* _Extracted text_
[Begin]

Want to know where your brand is sitting right now in the market and where the opportunities for growth are in the top-of-funnel? Consider Tracksuit’s brand tracking platform. Tracksuit surveys real-life consumers to help you monitor brand health, demonstrate return on marketing spend and answer the question, "Is what we're doing working?"

2. Align marketing goals with overall business objectives

Tying marketing goals to the company’s broader objectives fosters a sense of purpose while providing executives with a clear roadmap of branding efforts. Everyone understands what to do, why they do it, and how it drives the company forward.

Review your organisation’s long-term vision and mission. Identify KPIs that align with achieving those — aka your business’ success metrics. Examples include:

  • Customer acquisition cost (CAC)
  • Customer lifetime value (CLV)
  • Net promoter score (NPS)
  • Churn rate
  • Revenue growth

From there, set marketing goals to achieve these KPIs.

Let’s say the long-term goal is to increase customer loyalty and retention. In that case, your marketing goal might be to reduce the churn rate by 15% in the next year. Specific and measurable goals provide clarity, making it much smoother to justify your proposals.

3. Use industry benchmarks to support investment

Every marketer worth their salt knows you can’t pitch a new marketing campaign without a reference point. With industry benchmarks, you can help execs gain valuable context to assess your proposals more objectively. Rather than have unrealistic expectations, they can compare your strategies against competitors in your category and see how the brand ROI stacks up in the market.

Tracksuit has a free benchmarking tool to help you establish a baseline for comparison. Just put in the required details, choose your industry and you’re good to go. It’s the quickest way to compare if your marketing performance lags behind or exceeds industry standards.

A screenshot of Tracksuit's brand health benchmarks tool, a digital platform used for monitoring and evaluating brand performance and marketing return on investment.

[End]

* _Input_
[Begin]

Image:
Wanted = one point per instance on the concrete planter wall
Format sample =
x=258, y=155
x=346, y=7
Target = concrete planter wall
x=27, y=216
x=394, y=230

[End]

* _Task set_
- 1) Extract the passage of the marketing article starting with "Tracksuit has a" and going on through "exceeds industry standards.".
- 2) Pull out each line of the rows that contains the string "planter", matching case exactly.
The article and the rows have unrelated origins.

* _Task solutions_
- 1)
Tracksuit has a free benchmarking tool to help you establish a baseline for comparison. Just put in the required details, choose your industry and you’re good to go. It’s the quickest way to compare if your marketing performance lags behind or exceeds industry standards.

- 2)
Wanted = one point per instance on the concrete planter wall
Target = concrete planter wall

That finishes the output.